_WHAT YOU WILL DO_. Below are records with pictures. Transcribe exactly, and only, the lines from the line with "Target: railway station building" to the line with "on the bird", both ends included, but not the pictures.

-=-=-

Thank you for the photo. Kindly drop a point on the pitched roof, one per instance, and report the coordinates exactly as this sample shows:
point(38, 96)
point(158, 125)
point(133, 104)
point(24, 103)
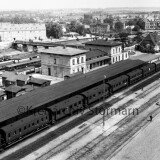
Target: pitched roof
point(22, 77)
point(153, 37)
point(14, 89)
point(12, 76)
point(66, 51)
point(37, 81)
point(104, 43)
point(95, 54)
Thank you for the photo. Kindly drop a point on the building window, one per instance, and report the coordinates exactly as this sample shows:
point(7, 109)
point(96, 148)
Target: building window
point(73, 61)
point(82, 59)
point(49, 71)
point(77, 60)
point(54, 60)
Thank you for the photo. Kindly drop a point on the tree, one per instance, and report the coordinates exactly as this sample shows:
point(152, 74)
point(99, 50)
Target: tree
point(80, 29)
point(123, 36)
point(109, 21)
point(128, 30)
point(54, 30)
point(119, 26)
point(131, 23)
point(76, 27)
point(136, 28)
point(140, 23)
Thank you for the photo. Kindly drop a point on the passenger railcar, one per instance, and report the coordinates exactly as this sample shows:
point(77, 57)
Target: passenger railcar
point(135, 76)
point(67, 97)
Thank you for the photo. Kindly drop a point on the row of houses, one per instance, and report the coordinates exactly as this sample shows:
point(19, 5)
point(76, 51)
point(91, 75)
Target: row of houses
point(14, 84)
point(61, 61)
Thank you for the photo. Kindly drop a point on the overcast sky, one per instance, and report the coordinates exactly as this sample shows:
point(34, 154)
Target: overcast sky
point(53, 4)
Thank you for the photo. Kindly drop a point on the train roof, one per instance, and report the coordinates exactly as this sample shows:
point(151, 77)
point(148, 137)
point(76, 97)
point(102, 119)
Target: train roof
point(42, 96)
point(146, 57)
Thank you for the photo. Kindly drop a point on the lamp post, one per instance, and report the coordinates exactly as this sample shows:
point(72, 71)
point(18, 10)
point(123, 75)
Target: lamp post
point(104, 100)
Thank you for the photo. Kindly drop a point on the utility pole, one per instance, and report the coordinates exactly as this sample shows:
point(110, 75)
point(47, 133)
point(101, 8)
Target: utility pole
point(104, 88)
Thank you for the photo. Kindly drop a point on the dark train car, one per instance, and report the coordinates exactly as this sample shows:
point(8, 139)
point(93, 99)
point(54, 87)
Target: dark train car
point(148, 69)
point(118, 83)
point(97, 93)
point(66, 107)
point(20, 128)
point(63, 98)
point(4, 64)
point(135, 76)
point(157, 63)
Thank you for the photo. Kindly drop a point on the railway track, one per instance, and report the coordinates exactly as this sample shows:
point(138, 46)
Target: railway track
point(61, 147)
point(35, 145)
point(111, 143)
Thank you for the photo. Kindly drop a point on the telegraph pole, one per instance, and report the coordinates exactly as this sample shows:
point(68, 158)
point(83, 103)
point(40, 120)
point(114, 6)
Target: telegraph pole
point(104, 100)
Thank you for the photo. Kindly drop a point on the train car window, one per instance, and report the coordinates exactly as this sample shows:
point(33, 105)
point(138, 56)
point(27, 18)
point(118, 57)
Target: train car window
point(58, 112)
point(70, 106)
point(9, 135)
point(63, 110)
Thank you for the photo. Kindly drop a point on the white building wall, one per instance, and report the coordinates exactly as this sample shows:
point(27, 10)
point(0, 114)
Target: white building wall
point(10, 31)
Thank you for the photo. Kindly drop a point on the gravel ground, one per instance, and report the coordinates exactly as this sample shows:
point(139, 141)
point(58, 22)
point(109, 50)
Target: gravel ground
point(145, 146)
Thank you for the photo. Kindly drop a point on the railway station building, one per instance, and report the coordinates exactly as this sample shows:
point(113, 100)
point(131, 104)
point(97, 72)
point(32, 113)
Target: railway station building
point(9, 31)
point(112, 48)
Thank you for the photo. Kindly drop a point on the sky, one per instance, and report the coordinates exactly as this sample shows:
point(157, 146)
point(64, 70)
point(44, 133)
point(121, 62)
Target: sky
point(56, 4)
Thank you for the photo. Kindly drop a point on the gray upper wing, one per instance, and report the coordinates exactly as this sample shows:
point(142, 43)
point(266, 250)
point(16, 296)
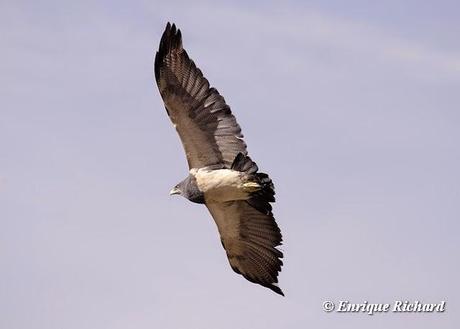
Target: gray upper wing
point(250, 238)
point(206, 126)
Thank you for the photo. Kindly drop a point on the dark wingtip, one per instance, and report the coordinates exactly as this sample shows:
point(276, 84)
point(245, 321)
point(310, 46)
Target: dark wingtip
point(171, 40)
point(276, 289)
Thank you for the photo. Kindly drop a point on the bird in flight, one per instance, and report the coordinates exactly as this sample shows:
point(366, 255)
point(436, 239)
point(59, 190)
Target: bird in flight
point(221, 174)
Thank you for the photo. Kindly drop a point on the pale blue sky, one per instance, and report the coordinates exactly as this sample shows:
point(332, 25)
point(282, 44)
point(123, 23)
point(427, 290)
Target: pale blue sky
point(352, 107)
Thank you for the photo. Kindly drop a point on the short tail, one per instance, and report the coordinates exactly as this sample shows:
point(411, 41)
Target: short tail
point(261, 198)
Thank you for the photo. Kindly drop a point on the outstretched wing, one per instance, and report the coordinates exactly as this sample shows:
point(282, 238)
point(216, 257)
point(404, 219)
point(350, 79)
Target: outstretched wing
point(206, 126)
point(250, 238)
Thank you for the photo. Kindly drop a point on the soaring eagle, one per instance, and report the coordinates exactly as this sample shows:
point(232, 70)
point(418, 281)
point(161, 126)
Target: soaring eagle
point(221, 174)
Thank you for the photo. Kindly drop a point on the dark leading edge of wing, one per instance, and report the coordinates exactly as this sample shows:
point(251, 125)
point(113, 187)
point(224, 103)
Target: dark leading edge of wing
point(250, 238)
point(207, 128)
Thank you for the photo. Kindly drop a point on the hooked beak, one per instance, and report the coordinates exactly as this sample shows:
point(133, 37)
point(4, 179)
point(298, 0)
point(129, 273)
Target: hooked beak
point(175, 190)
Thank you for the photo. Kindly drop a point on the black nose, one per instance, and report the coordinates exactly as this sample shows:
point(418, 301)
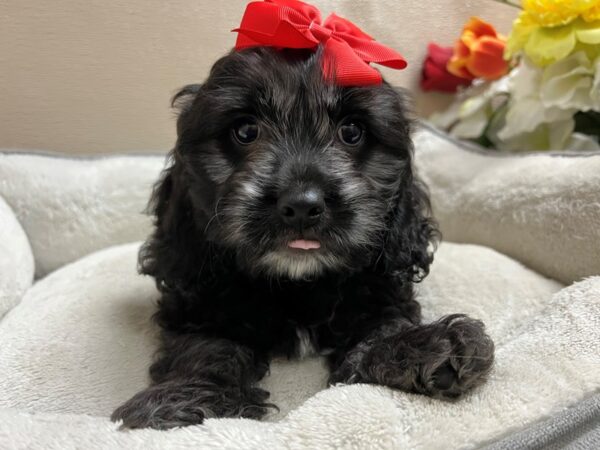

-=-=-

_SOLUTION FOR THIS TASK_.
Target: railway station building
point(9, 31)
point(112, 48)
Thank you for the photo. Kindly drop a point on the sky, one per instance, and report the coordinates exactly as this sample shows:
point(157, 146)
point(64, 70)
point(44, 133)
point(121, 62)
Target: sky
point(56, 4)
Thank you for the photo. Kindly drop a point on the gray upper wing, one per instance, and report the coordinates exactly as this sample shows:
point(142, 43)
point(266, 250)
point(16, 296)
Target: gray upper wing
point(250, 238)
point(206, 126)
Thank you for the photo. Kindly drop a point on the dark wingtip, one per instance, and report the coordinates exactly as this sample shows:
point(276, 84)
point(245, 321)
point(310, 46)
Target: dark wingtip
point(171, 40)
point(276, 289)
Thank you for the photo. Kindly drop a point on the bird in flight, one per instance, and report the coordinates exactly as this sample shows:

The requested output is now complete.